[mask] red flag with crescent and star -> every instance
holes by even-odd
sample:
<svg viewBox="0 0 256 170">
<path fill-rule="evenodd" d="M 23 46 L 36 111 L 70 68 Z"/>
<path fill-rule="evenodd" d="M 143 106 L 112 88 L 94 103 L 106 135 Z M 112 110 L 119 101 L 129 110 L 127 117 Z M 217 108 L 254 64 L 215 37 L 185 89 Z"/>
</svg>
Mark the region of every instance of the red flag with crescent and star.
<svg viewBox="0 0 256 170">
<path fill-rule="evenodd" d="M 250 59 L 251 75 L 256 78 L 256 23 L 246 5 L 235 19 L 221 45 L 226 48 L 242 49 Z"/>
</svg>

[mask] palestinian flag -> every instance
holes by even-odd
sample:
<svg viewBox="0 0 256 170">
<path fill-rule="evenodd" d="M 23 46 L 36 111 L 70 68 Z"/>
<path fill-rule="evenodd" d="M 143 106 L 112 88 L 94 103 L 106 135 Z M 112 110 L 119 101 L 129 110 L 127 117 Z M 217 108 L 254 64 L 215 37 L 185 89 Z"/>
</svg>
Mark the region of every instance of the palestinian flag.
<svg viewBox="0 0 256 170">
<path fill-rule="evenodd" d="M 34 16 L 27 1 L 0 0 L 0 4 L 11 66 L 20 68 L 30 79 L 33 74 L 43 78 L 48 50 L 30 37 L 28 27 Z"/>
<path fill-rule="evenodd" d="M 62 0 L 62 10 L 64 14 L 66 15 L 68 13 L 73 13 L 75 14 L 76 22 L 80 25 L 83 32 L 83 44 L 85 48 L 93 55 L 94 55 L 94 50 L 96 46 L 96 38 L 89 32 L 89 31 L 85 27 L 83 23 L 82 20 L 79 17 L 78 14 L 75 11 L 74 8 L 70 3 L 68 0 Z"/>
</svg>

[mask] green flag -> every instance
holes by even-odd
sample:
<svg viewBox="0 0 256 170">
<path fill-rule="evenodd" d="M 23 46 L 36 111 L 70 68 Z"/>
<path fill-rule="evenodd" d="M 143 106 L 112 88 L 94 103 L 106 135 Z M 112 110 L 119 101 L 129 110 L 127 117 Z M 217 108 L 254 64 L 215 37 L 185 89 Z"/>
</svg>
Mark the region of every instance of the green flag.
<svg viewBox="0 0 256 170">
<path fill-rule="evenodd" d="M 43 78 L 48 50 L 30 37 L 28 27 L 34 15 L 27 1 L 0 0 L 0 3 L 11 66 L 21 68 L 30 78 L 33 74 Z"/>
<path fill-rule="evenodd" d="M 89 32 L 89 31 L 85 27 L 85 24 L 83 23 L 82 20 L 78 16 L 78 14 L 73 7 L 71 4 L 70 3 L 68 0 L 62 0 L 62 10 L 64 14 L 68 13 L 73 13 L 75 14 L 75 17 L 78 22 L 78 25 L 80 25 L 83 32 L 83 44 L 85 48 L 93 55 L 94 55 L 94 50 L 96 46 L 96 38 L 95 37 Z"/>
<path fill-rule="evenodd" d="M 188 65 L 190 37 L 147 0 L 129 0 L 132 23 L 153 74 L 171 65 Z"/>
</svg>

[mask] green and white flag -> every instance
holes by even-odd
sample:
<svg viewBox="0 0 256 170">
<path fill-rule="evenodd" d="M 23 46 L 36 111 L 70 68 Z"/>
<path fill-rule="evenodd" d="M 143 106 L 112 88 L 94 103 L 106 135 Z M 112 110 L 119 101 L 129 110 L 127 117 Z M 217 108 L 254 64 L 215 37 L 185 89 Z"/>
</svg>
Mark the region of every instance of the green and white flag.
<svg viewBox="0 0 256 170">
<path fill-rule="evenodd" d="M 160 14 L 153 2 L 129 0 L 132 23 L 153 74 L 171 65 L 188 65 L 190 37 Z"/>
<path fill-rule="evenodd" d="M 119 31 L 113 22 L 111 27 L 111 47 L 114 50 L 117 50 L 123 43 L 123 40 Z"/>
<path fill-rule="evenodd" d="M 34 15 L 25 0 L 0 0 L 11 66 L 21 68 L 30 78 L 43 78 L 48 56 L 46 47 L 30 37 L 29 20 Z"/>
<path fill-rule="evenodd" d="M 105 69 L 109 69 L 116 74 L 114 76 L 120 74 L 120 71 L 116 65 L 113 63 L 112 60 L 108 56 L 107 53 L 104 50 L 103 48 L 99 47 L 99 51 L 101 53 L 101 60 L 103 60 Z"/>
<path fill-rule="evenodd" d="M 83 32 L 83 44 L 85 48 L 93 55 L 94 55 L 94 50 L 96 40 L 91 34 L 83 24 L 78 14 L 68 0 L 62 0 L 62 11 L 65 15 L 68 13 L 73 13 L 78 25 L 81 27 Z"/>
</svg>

...

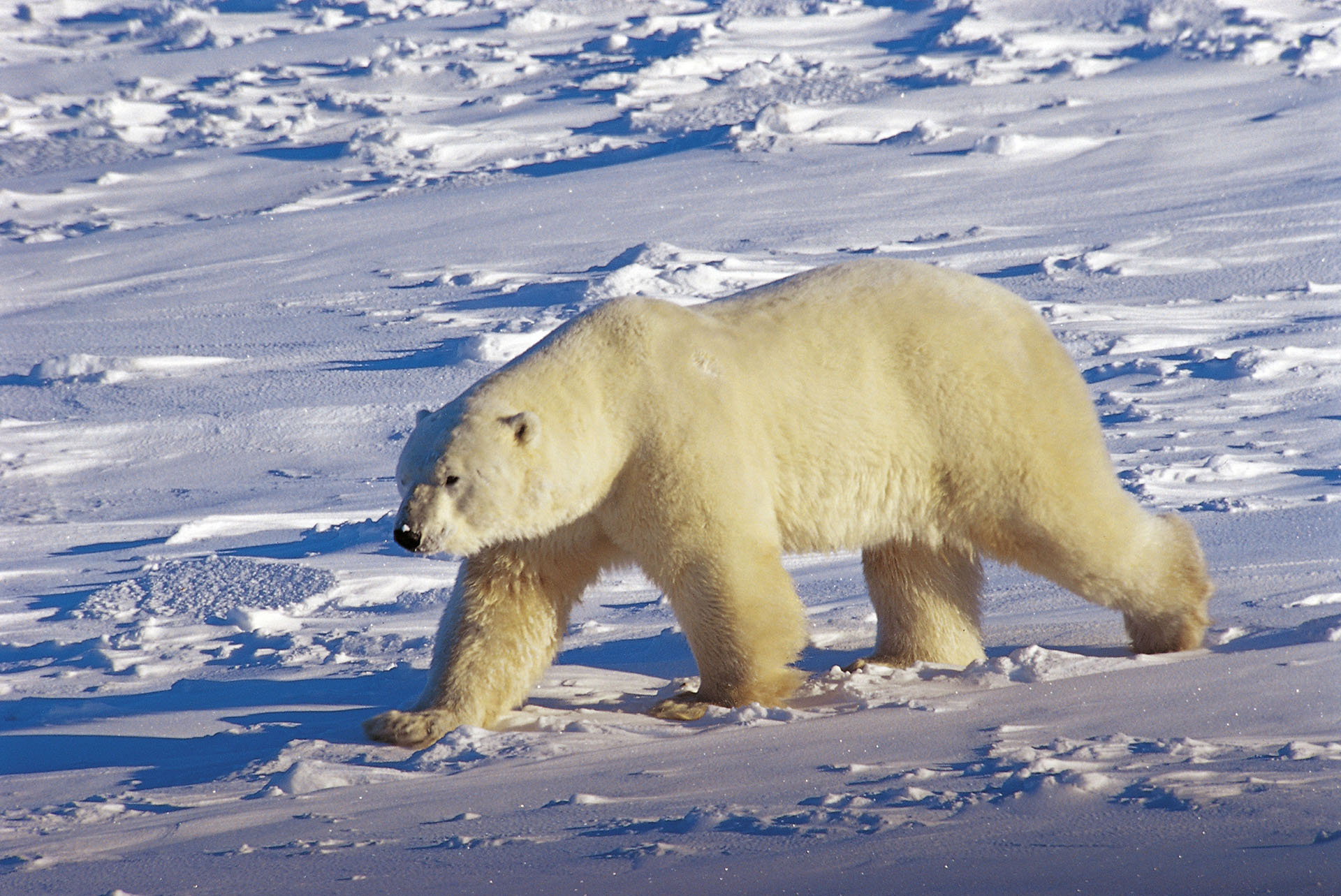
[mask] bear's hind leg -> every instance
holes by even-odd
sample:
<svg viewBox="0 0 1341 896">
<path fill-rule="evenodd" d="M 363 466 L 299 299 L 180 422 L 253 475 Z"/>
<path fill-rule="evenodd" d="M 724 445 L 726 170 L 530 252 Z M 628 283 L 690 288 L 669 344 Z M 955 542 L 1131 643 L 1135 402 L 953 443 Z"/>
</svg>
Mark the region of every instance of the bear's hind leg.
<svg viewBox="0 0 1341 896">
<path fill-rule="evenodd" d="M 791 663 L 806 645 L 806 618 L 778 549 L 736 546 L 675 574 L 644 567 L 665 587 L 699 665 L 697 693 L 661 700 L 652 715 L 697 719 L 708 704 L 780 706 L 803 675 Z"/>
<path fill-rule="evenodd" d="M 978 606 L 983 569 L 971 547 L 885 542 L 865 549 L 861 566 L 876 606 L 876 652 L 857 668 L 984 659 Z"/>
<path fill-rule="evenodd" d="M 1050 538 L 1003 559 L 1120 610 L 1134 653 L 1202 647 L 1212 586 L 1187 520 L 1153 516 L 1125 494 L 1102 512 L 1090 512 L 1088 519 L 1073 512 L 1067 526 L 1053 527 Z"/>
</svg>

_AIM OF THE TASK_
Count the lines in the rows above that contain the word "every", and reply with the number alone.

_FINISHED TASK_
10